What this task involves: The lines to reproduce from the material below are those from the one containing "Target: riverbank" through the one containing "Target: tree", both included; write them out exactly and add nothing.

Data for processing:
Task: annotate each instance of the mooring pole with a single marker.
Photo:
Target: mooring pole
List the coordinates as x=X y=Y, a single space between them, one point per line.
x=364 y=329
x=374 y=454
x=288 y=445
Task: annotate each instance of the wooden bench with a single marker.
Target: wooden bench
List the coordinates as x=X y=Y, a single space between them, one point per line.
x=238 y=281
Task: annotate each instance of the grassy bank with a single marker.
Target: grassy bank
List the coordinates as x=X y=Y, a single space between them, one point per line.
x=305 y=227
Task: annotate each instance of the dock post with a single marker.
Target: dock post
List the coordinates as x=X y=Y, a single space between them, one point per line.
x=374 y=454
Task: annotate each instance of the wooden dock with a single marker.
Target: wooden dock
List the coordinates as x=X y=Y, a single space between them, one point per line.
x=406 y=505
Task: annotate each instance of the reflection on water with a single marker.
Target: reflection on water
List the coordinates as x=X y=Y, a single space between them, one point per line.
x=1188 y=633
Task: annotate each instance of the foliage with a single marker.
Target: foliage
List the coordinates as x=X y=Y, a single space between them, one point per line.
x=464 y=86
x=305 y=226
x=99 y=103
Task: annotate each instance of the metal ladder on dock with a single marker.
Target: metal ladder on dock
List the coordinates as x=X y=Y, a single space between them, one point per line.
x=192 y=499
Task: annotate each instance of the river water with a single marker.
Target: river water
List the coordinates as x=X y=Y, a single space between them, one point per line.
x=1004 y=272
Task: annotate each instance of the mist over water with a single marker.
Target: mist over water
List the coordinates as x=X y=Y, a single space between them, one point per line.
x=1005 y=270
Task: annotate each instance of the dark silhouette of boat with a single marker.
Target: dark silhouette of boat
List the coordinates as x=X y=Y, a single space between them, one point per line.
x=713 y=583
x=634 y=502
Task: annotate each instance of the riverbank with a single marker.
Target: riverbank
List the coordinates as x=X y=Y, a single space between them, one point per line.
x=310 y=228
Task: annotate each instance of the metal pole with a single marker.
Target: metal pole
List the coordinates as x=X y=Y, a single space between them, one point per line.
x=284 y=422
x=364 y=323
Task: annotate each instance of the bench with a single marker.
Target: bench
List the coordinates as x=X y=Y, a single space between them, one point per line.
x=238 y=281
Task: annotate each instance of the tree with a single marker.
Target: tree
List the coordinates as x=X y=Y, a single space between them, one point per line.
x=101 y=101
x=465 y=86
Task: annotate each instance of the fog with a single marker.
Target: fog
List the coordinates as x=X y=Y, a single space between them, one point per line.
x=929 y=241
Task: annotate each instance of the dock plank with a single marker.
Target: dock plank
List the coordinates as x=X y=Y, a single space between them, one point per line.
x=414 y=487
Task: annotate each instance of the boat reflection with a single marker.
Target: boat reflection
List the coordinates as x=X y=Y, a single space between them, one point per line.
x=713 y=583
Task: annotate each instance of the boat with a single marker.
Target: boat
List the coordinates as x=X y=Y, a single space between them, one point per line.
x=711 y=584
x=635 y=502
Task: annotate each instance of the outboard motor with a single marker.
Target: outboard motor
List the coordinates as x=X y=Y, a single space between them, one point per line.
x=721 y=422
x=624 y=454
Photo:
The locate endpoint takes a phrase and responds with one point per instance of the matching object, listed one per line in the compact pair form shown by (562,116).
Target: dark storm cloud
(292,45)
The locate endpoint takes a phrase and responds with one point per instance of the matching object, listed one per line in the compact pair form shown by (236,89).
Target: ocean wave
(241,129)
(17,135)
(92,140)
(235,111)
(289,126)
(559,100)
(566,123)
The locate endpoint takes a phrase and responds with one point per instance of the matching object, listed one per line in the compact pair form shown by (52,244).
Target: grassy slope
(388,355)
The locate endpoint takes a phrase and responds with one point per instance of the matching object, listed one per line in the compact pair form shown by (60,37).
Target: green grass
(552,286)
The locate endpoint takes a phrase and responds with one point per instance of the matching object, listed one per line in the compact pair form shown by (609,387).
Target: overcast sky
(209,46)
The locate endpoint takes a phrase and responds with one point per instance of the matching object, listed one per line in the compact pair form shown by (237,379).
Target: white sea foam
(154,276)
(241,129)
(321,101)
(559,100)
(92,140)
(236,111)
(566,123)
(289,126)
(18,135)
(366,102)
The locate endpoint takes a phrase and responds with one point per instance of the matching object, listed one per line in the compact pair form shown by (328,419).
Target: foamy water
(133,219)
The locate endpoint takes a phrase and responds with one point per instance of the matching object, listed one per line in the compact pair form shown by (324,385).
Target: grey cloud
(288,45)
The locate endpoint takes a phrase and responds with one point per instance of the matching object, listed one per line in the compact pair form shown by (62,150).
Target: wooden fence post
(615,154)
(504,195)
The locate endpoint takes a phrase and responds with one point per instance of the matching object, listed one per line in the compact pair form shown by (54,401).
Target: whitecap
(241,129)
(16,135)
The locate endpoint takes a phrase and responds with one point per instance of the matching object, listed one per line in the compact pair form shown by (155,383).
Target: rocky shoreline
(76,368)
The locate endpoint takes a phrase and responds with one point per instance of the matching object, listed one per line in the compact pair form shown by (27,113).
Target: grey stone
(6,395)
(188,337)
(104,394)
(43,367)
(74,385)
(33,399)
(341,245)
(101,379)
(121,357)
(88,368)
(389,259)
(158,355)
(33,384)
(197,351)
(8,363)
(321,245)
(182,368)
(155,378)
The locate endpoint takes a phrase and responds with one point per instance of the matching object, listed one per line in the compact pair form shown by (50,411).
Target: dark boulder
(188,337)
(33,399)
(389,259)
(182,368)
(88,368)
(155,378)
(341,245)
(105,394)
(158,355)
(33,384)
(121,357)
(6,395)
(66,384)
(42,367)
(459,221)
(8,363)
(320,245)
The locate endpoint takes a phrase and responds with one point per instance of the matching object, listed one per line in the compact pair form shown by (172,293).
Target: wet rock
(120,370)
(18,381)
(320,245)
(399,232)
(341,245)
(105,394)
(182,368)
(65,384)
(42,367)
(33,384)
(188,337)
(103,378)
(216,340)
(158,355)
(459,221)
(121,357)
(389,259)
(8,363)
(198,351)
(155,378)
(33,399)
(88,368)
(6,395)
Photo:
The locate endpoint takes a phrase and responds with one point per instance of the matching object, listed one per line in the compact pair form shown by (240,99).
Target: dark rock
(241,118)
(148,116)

Completed task:
Target: riverbank
List the coordinates as x=X y=Y, a single space between them, one point per line.
x=310 y=228
Task: annotate each instance of the metal pole with a single marker.
Target: metal pole
List the coordinates as x=X y=Y, a single space between them, one point per line.
x=284 y=422
x=364 y=323
Task: annotate each instance of the bench with a single marker.
Target: bench
List the coordinates as x=X y=Y, a single space between them, one point per line.
x=238 y=281
Task: annotate each instance of the tree with a single marker.
Target: tree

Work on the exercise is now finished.